Give back exactly the lines that run from the line containing "Wildlife-tally request: put a marker on the metal" through the end of the listing below. Leave out every other line.

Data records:
□ □ □
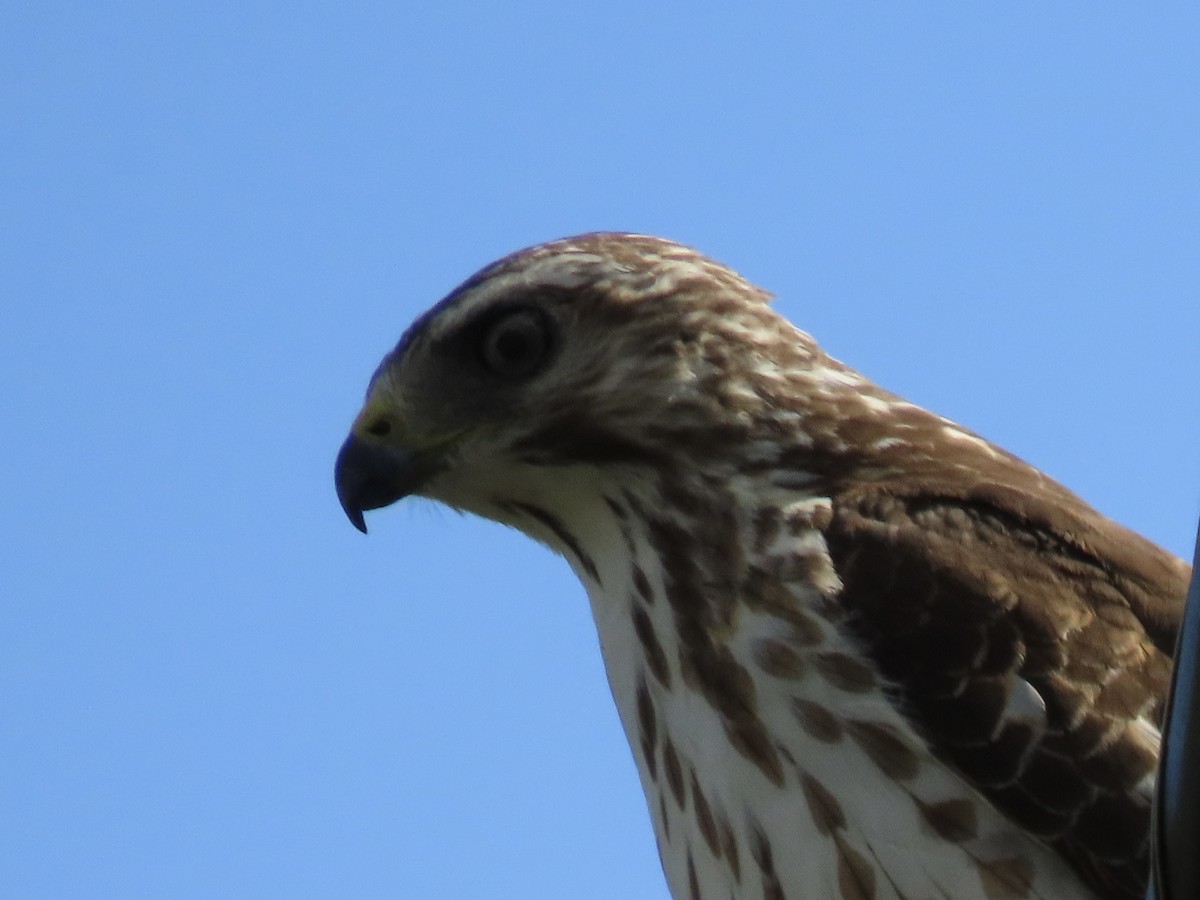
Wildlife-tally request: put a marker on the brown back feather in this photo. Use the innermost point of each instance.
(959, 586)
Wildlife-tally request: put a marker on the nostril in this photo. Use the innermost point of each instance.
(379, 429)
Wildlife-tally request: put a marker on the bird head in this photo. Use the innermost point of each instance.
(567, 360)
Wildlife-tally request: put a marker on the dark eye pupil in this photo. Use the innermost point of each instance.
(516, 345)
(513, 345)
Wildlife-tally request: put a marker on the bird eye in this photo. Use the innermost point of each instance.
(516, 343)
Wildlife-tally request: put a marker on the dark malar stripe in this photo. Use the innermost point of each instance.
(559, 531)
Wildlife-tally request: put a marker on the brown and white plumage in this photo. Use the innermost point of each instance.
(858, 651)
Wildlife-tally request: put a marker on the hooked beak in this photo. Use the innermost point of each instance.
(371, 475)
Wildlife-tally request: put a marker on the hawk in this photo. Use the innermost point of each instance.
(858, 651)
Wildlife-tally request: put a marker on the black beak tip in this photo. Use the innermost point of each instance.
(357, 520)
(370, 477)
(348, 481)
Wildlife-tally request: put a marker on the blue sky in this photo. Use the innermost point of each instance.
(215, 220)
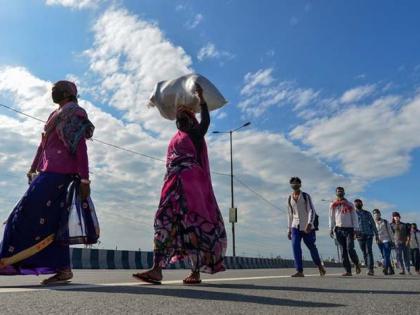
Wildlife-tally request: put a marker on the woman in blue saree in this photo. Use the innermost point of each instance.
(56, 210)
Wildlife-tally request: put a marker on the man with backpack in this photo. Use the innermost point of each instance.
(344, 225)
(386, 241)
(415, 247)
(367, 229)
(402, 242)
(302, 223)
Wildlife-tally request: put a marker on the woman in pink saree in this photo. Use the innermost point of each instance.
(188, 222)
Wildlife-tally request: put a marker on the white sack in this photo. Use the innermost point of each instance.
(168, 95)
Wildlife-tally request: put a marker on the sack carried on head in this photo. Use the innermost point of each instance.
(169, 95)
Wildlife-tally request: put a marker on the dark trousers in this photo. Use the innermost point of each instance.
(345, 237)
(385, 249)
(403, 256)
(309, 240)
(415, 258)
(365, 243)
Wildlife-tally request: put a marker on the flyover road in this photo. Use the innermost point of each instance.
(260, 291)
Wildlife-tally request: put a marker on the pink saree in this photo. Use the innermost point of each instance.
(188, 222)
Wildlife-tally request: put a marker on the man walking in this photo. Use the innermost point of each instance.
(301, 223)
(402, 242)
(343, 223)
(367, 229)
(386, 241)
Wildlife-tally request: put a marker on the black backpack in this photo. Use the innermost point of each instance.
(307, 199)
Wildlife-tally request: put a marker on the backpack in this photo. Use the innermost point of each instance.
(307, 199)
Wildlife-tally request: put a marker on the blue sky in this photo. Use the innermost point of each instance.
(331, 88)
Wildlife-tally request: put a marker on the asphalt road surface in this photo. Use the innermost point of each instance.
(261, 291)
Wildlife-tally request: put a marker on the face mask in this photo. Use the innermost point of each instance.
(295, 187)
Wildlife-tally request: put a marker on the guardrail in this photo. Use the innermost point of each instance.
(87, 258)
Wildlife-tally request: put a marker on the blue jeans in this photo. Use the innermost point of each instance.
(385, 249)
(309, 240)
(415, 258)
(403, 256)
(365, 243)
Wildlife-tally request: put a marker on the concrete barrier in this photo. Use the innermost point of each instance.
(87, 258)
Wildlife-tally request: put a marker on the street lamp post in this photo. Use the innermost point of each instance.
(233, 214)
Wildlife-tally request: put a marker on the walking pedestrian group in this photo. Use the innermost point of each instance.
(56, 211)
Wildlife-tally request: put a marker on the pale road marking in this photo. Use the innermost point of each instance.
(127, 284)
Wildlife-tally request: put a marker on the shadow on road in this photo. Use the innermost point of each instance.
(307, 289)
(195, 293)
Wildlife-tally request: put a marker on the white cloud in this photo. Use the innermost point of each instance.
(75, 4)
(198, 18)
(367, 141)
(129, 56)
(262, 91)
(126, 187)
(209, 51)
(358, 93)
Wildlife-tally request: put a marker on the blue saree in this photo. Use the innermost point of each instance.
(49, 217)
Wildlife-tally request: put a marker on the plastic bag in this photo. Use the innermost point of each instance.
(168, 95)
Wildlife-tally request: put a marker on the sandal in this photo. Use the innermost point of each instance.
(145, 277)
(62, 277)
(193, 278)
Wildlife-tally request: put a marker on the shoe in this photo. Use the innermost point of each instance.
(298, 275)
(61, 277)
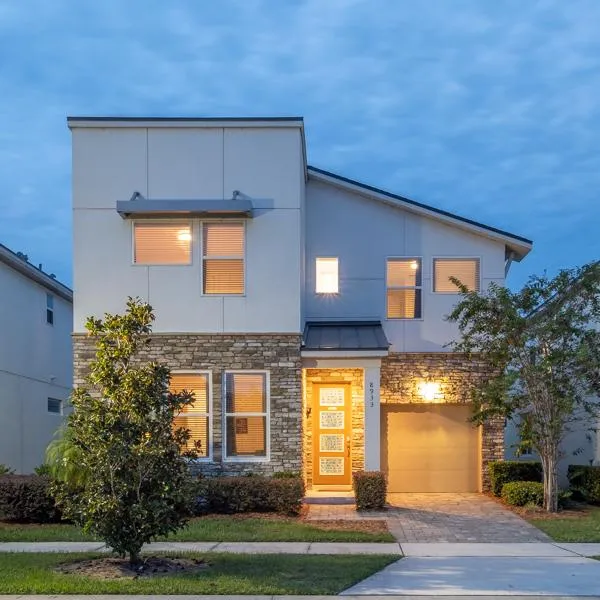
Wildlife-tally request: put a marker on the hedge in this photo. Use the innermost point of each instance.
(585, 480)
(521, 493)
(370, 489)
(27, 499)
(507, 471)
(249, 494)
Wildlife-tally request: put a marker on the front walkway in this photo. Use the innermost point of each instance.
(418, 518)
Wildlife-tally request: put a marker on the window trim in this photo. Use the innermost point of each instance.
(209, 457)
(246, 459)
(201, 224)
(421, 287)
(317, 259)
(188, 222)
(454, 257)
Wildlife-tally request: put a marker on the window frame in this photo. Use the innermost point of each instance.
(188, 222)
(267, 415)
(337, 260)
(416, 287)
(201, 224)
(209, 457)
(448, 257)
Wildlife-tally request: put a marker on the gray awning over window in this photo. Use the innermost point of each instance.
(141, 207)
(344, 335)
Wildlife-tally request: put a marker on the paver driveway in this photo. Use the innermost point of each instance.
(418, 518)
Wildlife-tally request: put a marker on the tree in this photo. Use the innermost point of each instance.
(543, 347)
(120, 469)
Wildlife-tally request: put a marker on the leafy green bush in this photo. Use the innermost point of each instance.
(27, 499)
(520, 493)
(585, 481)
(370, 489)
(507, 471)
(249, 494)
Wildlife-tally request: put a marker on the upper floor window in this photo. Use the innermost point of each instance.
(327, 277)
(246, 414)
(196, 417)
(466, 270)
(404, 288)
(50, 309)
(162, 243)
(223, 258)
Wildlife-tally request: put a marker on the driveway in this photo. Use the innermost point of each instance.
(426, 518)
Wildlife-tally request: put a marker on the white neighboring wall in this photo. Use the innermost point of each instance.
(35, 364)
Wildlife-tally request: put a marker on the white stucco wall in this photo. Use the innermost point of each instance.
(362, 233)
(35, 364)
(109, 164)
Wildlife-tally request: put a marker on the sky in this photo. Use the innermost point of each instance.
(489, 109)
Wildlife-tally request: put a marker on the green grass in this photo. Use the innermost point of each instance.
(207, 529)
(228, 574)
(583, 528)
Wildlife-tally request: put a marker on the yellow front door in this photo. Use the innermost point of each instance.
(332, 434)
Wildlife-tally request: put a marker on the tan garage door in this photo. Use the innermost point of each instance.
(430, 448)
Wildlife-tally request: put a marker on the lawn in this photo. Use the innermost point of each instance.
(213, 529)
(227, 574)
(581, 526)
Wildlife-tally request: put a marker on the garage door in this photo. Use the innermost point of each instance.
(430, 448)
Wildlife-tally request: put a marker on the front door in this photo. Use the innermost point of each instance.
(332, 429)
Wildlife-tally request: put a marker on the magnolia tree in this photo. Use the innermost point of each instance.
(119, 465)
(543, 346)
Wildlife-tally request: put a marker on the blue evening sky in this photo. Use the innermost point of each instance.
(490, 109)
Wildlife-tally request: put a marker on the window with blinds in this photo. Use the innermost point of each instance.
(194, 417)
(162, 243)
(223, 258)
(403, 288)
(466, 270)
(246, 414)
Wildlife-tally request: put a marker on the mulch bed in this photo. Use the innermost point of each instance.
(121, 568)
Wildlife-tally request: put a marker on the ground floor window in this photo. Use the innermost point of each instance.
(246, 431)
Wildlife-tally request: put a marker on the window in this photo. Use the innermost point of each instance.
(403, 280)
(50, 309)
(464, 269)
(194, 417)
(223, 258)
(162, 243)
(246, 415)
(327, 276)
(55, 406)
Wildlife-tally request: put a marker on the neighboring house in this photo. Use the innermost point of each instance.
(305, 310)
(36, 367)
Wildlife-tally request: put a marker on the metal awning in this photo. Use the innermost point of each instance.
(344, 336)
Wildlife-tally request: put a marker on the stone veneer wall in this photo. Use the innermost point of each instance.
(355, 377)
(277, 353)
(456, 373)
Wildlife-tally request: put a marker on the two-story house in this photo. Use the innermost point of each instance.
(305, 310)
(36, 367)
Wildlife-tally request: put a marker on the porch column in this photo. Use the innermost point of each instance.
(372, 419)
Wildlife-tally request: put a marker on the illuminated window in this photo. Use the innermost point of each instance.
(246, 415)
(162, 244)
(327, 276)
(223, 258)
(194, 417)
(403, 288)
(466, 270)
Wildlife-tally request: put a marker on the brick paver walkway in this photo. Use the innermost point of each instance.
(442, 518)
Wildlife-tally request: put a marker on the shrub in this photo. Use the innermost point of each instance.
(370, 489)
(507, 471)
(27, 499)
(585, 481)
(520, 493)
(249, 494)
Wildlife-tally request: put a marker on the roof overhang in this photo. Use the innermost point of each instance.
(515, 244)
□ □ □
OUTPUT »
Wildlife-tally request: put a marker on the metal awning in this photo. Use the innermost point of each instance.
(344, 336)
Wildlife-tally request: put a marker on the stone veneer wall in this photo. Use the innermost point of each instance.
(355, 377)
(277, 353)
(456, 373)
Wildlife-tally request: put a marker on the two-story house in this photo. Use the innermost point of each instance.
(305, 310)
(36, 367)
Wildlife-tally request: put a marker on the porch column in this photo. Use the innermost point of each instance.
(372, 419)
Wildlife-tally request: put a marker on the illuminated window in this photo. Use the innermost point of each instance.
(246, 415)
(162, 244)
(327, 276)
(223, 258)
(194, 417)
(403, 288)
(466, 270)
Wildlife-tally request: put a marker on the brick paver walkway in this photo. Use the innermost point of each instance.
(442, 518)
Wildlife-tally request: put a marker on the shrub in this photo. Use the innermost point of each instance.
(370, 489)
(507, 471)
(27, 499)
(585, 481)
(520, 493)
(249, 494)
Wildlife-tally request: put a marker on the roof overhang in this photo. Use the innermost point of each instance.
(515, 244)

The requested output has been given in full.